▸ STATED PROBLEM: Set down these lines again exactly as they appear.

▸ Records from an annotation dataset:
______

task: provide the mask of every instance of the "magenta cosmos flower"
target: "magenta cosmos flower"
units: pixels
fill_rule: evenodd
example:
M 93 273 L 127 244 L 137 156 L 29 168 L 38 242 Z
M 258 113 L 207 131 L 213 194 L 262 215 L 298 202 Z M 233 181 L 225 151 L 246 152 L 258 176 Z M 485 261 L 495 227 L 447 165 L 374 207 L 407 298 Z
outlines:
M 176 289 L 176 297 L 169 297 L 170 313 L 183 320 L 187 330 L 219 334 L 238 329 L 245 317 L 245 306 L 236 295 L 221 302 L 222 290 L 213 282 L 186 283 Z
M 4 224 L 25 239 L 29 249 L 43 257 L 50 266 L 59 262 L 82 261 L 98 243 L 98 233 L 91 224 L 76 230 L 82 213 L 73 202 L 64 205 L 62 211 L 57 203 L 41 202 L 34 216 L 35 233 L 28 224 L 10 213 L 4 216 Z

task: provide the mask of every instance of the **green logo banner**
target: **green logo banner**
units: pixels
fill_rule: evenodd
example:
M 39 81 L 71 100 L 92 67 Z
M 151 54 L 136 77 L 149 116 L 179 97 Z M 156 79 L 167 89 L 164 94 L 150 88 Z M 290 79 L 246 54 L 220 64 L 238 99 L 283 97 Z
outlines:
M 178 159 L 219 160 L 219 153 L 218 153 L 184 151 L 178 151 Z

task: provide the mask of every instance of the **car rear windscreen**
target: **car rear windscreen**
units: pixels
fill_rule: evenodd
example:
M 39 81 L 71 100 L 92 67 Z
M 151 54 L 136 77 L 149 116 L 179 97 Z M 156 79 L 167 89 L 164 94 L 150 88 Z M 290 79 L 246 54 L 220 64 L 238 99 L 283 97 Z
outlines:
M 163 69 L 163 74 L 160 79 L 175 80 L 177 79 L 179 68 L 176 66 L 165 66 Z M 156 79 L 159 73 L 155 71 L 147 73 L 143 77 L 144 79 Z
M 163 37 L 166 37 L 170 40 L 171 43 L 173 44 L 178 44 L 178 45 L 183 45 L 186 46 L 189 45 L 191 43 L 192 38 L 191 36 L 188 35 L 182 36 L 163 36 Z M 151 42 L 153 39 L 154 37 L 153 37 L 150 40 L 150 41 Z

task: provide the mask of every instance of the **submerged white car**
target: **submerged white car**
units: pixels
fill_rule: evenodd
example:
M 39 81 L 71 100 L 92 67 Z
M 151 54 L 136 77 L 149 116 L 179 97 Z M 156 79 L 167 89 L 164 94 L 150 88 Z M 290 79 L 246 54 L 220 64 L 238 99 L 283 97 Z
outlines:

______

▸ THE REPLY:
task: provide the mask of every instance of the "magenta cosmos flower"
target: "magenta cosmos flower"
units: pixels
fill_rule: evenodd
example:
M 93 273 L 127 244 L 137 156 L 29 168 L 38 242 Z
M 258 113 L 207 131 L 213 194 L 262 215 L 298 202 Z M 233 181 L 225 151 L 246 152 L 258 176 Z M 485 261 L 495 227 L 447 165 L 374 207 L 407 298 Z
outlines:
M 176 289 L 176 297 L 169 297 L 170 313 L 183 320 L 187 330 L 219 334 L 238 329 L 245 317 L 245 306 L 236 295 L 221 302 L 222 290 L 213 282 L 186 283 Z
M 4 224 L 25 239 L 29 249 L 43 257 L 50 266 L 59 262 L 82 261 L 98 243 L 98 233 L 91 224 L 76 230 L 82 213 L 73 202 L 64 205 L 62 211 L 57 203 L 41 202 L 34 216 L 35 233 L 28 224 L 10 213 L 4 216 Z

task: provide the mask of every instance of the **green logo banner**
target: **green logo banner**
units: pixels
fill_rule: evenodd
example:
M 39 81 L 71 100 L 92 67 Z
M 151 54 L 136 77 L 149 116 L 179 97 Z M 156 79 L 167 89 L 164 94 L 150 88 Z M 290 79 L 246 54 L 220 64 L 238 99 L 283 97 Z
outlines:
M 178 159 L 219 160 L 219 153 L 218 153 L 184 151 L 178 151 Z

task: provide the mask of every instance of the **car rear windscreen**
target: **car rear windscreen**
units: pixels
fill_rule: evenodd
example:
M 39 81 L 71 100 L 92 67 Z
M 151 54 L 136 77 L 149 116 L 179 97 Z M 156 79 L 167 89 L 164 94 L 150 88 Z M 290 79 L 246 54 L 220 64 L 238 99 L 283 97 Z
outlines:
M 163 69 L 163 74 L 160 79 L 175 80 L 177 79 L 179 68 L 176 66 L 165 66 Z M 156 79 L 159 73 L 155 71 L 147 73 L 143 77 L 144 79 Z
M 163 37 L 166 37 L 170 40 L 171 43 L 173 44 L 178 44 L 178 45 L 183 45 L 186 46 L 189 45 L 191 43 L 192 38 L 191 36 L 188 35 L 182 36 L 163 36 Z M 151 42 L 153 39 L 154 37 L 153 37 L 150 40 L 150 41 Z

task: provide the mask of every instance of the **submerged white car**
target: **submerged white car**
units: pixels
fill_rule: evenodd
example:
M 39 81 L 71 100 L 92 67 Z
M 151 54 L 136 77 L 149 116 L 179 97 Z M 156 79 L 167 89 L 164 94 L 150 88 Z M 290 79 L 246 54 L 220 64 L 238 99 L 283 97 Z
outlines:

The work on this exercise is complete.